_EXERCISE INPUTS_
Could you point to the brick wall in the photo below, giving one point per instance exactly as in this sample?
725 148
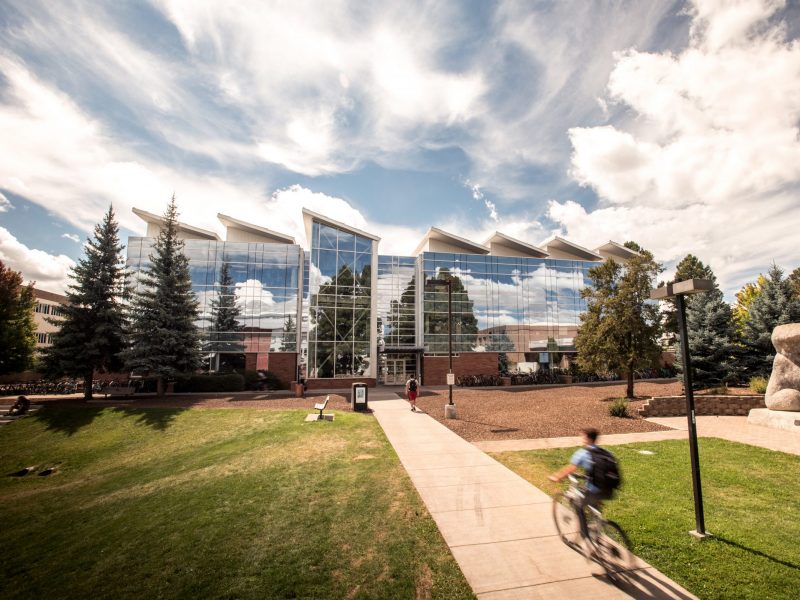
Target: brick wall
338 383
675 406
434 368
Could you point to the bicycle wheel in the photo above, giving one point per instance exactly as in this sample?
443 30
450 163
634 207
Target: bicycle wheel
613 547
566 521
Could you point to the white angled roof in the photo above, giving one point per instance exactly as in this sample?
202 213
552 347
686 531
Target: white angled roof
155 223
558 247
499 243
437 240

_WHAT YOU HAVE TO DO_
Reproduce every line of the items above, requests included but pictures omitted, adding 10 to each coordinate in the answer points. Keep the numbers in the requests and their sample points unchanged.

_ANSWER IN FULL_
Could you point to the brick wall in the photo below, giving one point per instance exactly as in this sample?
725 148
Target: brick wall
348 393
685 416
444 378
Could you point to the bicycle wheel in the photo above, giving one point per instance exactly as in this sample?
443 30
450 163
634 207
Target: bicycle wheel
623 557
576 531
Could you point to the white angled roof in the photo above, giving one point per instance exactly as in this sample?
202 213
552 347
686 531
Target: white angled roof
165 233
568 257
509 253
447 250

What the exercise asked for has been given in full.